[START Page]

Yet the Kremlin also employed a more elaborate human intelligence apparatus. Instead of simply dispatching St. Petersburg-based trolls with MAGA-themed Twitter profiles, Russian spies duped major players in the U.S. political and media establishments to “launder” disinformation on their behalf. Even the trolls bankrolled by the U.S.-sanctioned catering magnate Yevgeny Prigozhin got in on the action: “Unwitting third-country nationals,” we’re told, located in fleeting bases of operation in Ghana, Mexico, and Nigeria were instrumentalized to push “U.S.-focused narratives.”
A Message to You, Rudy: Being laughed out of court and having Just For Men hair color dribble down his jowls on national TV may have been the highlight of Rudy Giuliani’s year. But his role as a useful idiot for the Kremlin should be right up there as well.
“A key element of Moscow's strategy this election cycle,” the Office of the Director of National Intelligence concluded, “was its use of proxies linked to Russian intelligence to push influence narratives-including misleading or unsubstantiated allegations against President Biden-to U.S. media organizations, US officials, and prominent U.S. individuals, including some close to former President Trump and his administration.”
The report cites Andriy Derkach, a pro-Kremlin Ukrainian legislator with “ties to Russian officials as well as Russia’s intelligence services,” as one of those proxies. Derkach, over whom Russian President Vladimir Putin “had purview,” according to the report, famously fed bullshit about the Biden family’s financial entanglements in Ukraine to Giuliani, then acting as Trump’s consigliere, most of it focused on Hunter Biden’s involvement in the corruption-plagued Ukrainian gas company Burisma. (The GRU also tried to hack subsidiaries of that company in “an attempt to gather information related to President Biden's family and Burisma.”)

[END Page]
[START Available records]

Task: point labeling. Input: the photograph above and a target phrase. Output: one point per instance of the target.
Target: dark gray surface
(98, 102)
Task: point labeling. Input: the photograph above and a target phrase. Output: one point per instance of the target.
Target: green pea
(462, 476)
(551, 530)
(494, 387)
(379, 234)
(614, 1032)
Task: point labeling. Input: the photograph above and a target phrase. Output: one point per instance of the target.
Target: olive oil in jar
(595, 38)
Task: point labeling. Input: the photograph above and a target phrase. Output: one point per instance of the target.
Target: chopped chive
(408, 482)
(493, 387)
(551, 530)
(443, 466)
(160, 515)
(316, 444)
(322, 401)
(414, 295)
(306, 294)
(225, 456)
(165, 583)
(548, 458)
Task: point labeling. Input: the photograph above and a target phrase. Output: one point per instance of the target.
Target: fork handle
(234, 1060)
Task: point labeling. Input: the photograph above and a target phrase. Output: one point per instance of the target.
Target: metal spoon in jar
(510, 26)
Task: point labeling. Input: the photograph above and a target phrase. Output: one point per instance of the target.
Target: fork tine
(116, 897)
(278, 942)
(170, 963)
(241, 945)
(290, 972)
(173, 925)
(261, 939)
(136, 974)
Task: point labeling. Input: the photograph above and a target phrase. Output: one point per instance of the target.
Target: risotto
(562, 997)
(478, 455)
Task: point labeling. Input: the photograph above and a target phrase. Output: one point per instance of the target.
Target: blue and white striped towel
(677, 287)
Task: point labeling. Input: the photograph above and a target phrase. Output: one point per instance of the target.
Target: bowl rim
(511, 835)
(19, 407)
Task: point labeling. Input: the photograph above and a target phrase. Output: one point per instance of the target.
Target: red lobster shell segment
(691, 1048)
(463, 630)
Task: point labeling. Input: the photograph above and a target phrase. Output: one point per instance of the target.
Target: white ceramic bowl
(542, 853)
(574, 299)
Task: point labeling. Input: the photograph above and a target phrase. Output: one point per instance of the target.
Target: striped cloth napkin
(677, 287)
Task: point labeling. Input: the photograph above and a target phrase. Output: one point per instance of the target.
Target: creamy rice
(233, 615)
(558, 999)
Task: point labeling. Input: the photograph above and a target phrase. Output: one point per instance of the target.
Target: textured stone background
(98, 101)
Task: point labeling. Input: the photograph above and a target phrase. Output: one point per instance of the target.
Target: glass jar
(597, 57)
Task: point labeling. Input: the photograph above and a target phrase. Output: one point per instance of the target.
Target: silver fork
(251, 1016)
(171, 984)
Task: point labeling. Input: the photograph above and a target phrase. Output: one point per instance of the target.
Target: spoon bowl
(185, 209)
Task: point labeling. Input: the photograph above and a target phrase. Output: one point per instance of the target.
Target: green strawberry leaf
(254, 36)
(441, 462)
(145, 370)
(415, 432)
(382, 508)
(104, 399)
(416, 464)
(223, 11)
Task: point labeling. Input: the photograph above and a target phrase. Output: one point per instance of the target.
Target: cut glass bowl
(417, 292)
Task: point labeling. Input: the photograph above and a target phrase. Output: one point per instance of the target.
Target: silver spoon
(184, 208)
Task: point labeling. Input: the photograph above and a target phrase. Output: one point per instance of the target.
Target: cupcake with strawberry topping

[END Available records]

Problem 1 :: According to the text on Russian election influence, in which three countries were the unwitting third-country nationals located?
Problem 2 :: Please count the lines of the records that contain the string "fork" and give only the number. Case counts.
The text and the records are unrelated to each other.

Task solution 1 :: Ghana, Mexico, and Nigeria

Task solution 2 :: 3